§ YOUR GOAL: Please copy out the entries from the start through the line with "M 333 227 L", requests included, and scale every pixel coordinate in the answer paths by 2.25, rounding to whole numbers with halves going up. Leave any numbers in the requests unchanged, and omit the pictures.
---- MATERIAL
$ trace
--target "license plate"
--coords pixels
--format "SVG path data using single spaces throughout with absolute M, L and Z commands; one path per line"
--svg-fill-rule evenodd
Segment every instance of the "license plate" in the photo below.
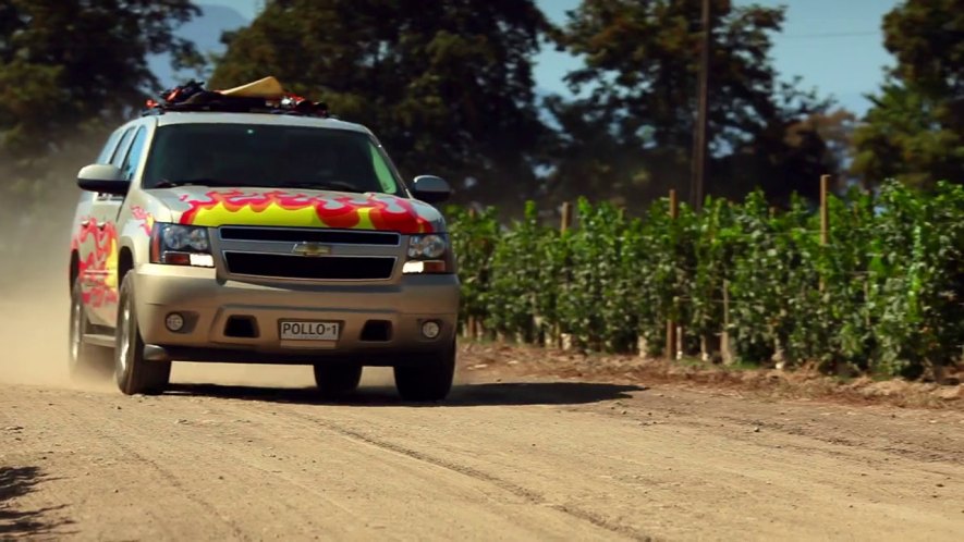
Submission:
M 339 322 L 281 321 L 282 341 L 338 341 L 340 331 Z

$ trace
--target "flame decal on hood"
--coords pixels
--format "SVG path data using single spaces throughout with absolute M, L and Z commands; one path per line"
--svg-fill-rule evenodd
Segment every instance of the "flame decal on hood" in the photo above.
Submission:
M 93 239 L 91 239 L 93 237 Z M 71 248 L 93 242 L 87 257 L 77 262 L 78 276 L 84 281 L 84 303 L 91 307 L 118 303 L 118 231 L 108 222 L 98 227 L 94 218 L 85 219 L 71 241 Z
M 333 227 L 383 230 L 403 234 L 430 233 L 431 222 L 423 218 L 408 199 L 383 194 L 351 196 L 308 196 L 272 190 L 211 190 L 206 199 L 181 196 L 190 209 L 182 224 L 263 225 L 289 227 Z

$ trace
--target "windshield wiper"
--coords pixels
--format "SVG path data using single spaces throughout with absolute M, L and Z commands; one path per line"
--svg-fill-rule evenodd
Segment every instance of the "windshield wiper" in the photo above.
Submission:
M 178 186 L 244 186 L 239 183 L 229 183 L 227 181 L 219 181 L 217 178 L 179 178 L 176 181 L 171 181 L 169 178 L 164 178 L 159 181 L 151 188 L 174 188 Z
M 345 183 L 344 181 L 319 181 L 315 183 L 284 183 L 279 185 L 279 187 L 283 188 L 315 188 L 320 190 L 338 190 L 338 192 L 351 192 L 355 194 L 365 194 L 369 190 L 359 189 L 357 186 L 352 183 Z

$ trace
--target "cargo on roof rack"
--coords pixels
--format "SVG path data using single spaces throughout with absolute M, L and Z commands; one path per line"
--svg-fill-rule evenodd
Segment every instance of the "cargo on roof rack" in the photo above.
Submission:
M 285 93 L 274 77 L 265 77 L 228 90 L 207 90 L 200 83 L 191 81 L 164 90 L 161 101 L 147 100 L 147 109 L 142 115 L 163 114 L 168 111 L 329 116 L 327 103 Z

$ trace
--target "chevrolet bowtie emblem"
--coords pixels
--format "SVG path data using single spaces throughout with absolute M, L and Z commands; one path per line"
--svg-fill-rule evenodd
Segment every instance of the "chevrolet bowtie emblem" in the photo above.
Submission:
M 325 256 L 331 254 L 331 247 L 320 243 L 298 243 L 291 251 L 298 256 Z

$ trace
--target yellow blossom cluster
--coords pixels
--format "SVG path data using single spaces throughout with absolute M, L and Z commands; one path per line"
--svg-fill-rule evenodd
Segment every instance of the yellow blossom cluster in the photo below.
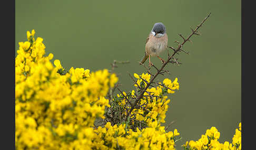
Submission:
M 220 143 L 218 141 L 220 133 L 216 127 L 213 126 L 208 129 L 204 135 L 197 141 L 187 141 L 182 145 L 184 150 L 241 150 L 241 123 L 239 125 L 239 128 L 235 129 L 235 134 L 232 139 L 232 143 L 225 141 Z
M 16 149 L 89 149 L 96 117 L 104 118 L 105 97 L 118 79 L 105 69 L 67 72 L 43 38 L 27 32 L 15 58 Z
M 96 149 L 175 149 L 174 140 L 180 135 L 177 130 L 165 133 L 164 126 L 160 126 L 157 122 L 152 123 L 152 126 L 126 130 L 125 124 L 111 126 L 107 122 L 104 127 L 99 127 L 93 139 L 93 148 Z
--------
§ WORKED ANSWER:
$ trace
--target "license plate"
--coords pixels
--format "SVG path data using single spaces throughout with absolute M, L and Z commands; one path per line"
--svg-fill-rule evenodd
Segment every instance of the "license plate" in the photo below.
Submission:
M 763 725 L 632 722 L 635 767 L 761 767 L 765 745 Z

$ trace
--target "flame decal on hood"
--coords pixels
--format "SVG path data using single spaces throughout with absolute M, L and Z commands; one path per line"
--svg-fill-rule evenodd
Segment every instance of the "flame decal on hood" in the photo above.
Submission:
M 209 538 L 205 538 L 209 533 Z M 160 558 L 209 545 L 196 578 L 173 590 L 176 621 L 189 632 L 189 682 L 205 691 L 266 682 L 266 520 L 243 500 L 221 511 L 212 491 L 191 493 L 160 542 Z
M 749 511 L 862 518 L 907 527 L 968 524 L 970 500 L 952 491 L 918 448 L 862 437 L 790 441 L 693 441 L 612 428 L 475 428 L 464 448 L 407 441 L 428 470 L 410 504 L 592 506 L 650 511 Z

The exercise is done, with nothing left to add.